** REQUISITOS DEL EJERCICIO **
(A) Según el texto sobre la Fuente Santa, ¿a qué temperatura estaba el agua de la segunda piscina?
(B) Escribe una continuación del texto sobre la Fuente Santa a partir de su última oración.

** TEXTO DEL EJERCICIO **
↓↓↓

Después de muchos problemas técnicos, se consiguió excavar una primera piscina, la más cercana a la boca, con el agua a 36 grados y con una delgada capa de calcita. En una segunda piscina, a 42 grados, el aragonito enturbia el agua con un color ocre rojizo típico de esa mineralización. En ambas piscinas, según Soler, “continuamente se precipitan las sales, formando un barro finísimo que, junto con el agua caliente, eran la esencia de las virtudes curativas de estas aguas termales”. En la segunda fase de la obra, iniciada el año 2004, fue necesario incluso inyectar cemento y agua a presión para superar la cada vez menor estabilidad del terreno. De hecho, a medida que se avanzaba, se entró en una playa de cayados que indicaba que la costa no estaba lejos. Un derrumbe llegó a demorar varios meses las obras, pero en el 2005 se pudo iniciar un ramal, hasta que apareció un enorme dique volcánico, un dique que era “el elevado risco de color plomizo”, mientras que “pisábamos aquel material tan blando que con una lanza se le hacían regatones”. Es decir, dice Soler con emoción, “nos encontrábamos justo encima de la Fuente Santa”, a unos decímetros de aquello por lo que quince generaciones de palmeros soñaron. Y apareció, con una temperatura de 45 grados.
Soler relata esta historia con un detallismo abrumador, con una mezcla entre una aventura, un hallazgo histórico y la plasmación del sueño de toda una isla.
Pocas personas han entrado en esas galerías, y nosotros somos unos de esos privilegiados. Tenemos incluso la suerte de bañarnos en esas aguas. Cerrando los ojos, olvidamos la tragedia palmera que sucumbió al avance de un volcán y palpamos en nuestra propia piel la calidez de una historia con final feliz tres siglos más tarde. Fuera, nos espera de nuevo el paisaje lunar, la roca negra, y hasta la furgoneta roja sigue allí.

↑↑↑

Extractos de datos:
↓↓↓

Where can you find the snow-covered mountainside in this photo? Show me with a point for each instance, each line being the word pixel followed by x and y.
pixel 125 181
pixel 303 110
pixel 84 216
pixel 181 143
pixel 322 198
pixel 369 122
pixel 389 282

↑↑↑

** RESPUESTAS EN ORDEN **
(A) El agua de la segunda piscina estaba a 42 grados.

(B)
Ahora, empieza el debate sobre si es necesario o no construir un balneario encima de la Fuente Santa. Es, y será, un debate intenso, pero de momento prefiero recordar el paisaje lunar, la roca negra –y hasta la furgoneta roja- y el tesón de un grupo de personas que han conseguido que una historia que fue derivando hacia una leyenda, haya vuelto a formar parte de un capítulo de la historia canaria.
Pero ahora, de la historia presente. Sentado en una de las rocas negras, la mirada no tarda en perderse en el infinito del océano, con el punto de vista puesto mucho más allá, donde se nos ha prometido que
“el que beba del agua que yo le daré, jamás volverá a tener sed. Porque el agua que yo le daré brotará de él como un manantial de vida eterna” (Jn. 4:14).
Como última ironía del destino, Soler nos invita a mirar hacia la gran montaña rocosa situada enfrente de la fuente; cuesta un poco verla, pero un grupo de piedras forman una gran cruz que, tal como relataban los palmeros de siglos anteriores, ubica la fuente. Ha estado, pues, oculta a la vista de todos, como si esperara
“el sonido de una fuerte cascada” (Ap. 19:6) y nos recordara cual es el verdadero manantial del agua de la vida.